Records for this exercise section start

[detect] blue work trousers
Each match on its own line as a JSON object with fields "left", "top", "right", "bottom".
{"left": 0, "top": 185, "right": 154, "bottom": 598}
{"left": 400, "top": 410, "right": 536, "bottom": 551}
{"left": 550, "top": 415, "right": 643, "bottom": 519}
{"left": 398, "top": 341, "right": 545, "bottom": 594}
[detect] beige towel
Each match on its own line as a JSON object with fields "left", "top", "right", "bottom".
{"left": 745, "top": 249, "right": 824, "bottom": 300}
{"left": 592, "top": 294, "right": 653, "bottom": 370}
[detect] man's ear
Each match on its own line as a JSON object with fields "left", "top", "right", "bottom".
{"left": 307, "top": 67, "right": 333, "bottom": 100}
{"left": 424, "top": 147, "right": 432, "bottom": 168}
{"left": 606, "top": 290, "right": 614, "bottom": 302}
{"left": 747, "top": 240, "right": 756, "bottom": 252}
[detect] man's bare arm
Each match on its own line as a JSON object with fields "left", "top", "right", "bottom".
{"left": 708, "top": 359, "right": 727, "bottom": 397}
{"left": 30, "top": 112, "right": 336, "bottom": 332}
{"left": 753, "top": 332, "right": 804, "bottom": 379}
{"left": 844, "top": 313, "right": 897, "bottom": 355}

Records for this exercise section end

§ **Goal of the exercise**: Exactly and only the lines from the line containing "[detect] beige towel" through the last line of the entries should be copied, both ends included.

§ **Reply to the task**:
[detect] beige towel
Each match on its own line as a JSON object with fields "left", "top", "right", "bottom".
{"left": 745, "top": 249, "right": 824, "bottom": 300}
{"left": 592, "top": 294, "right": 653, "bottom": 370}
[detect] man's ear
Each match on its own line as a JSON object with fields "left", "top", "right", "bottom".
{"left": 307, "top": 67, "right": 333, "bottom": 100}
{"left": 424, "top": 147, "right": 432, "bottom": 168}
{"left": 606, "top": 290, "right": 614, "bottom": 302}
{"left": 747, "top": 240, "right": 756, "bottom": 252}
[detect] man's bare arm
Each match on its own line as a JSON object with fields "left", "top", "right", "bottom".
{"left": 708, "top": 359, "right": 727, "bottom": 397}
{"left": 30, "top": 112, "right": 336, "bottom": 332}
{"left": 753, "top": 332, "right": 804, "bottom": 379}
{"left": 844, "top": 313, "right": 897, "bottom": 355}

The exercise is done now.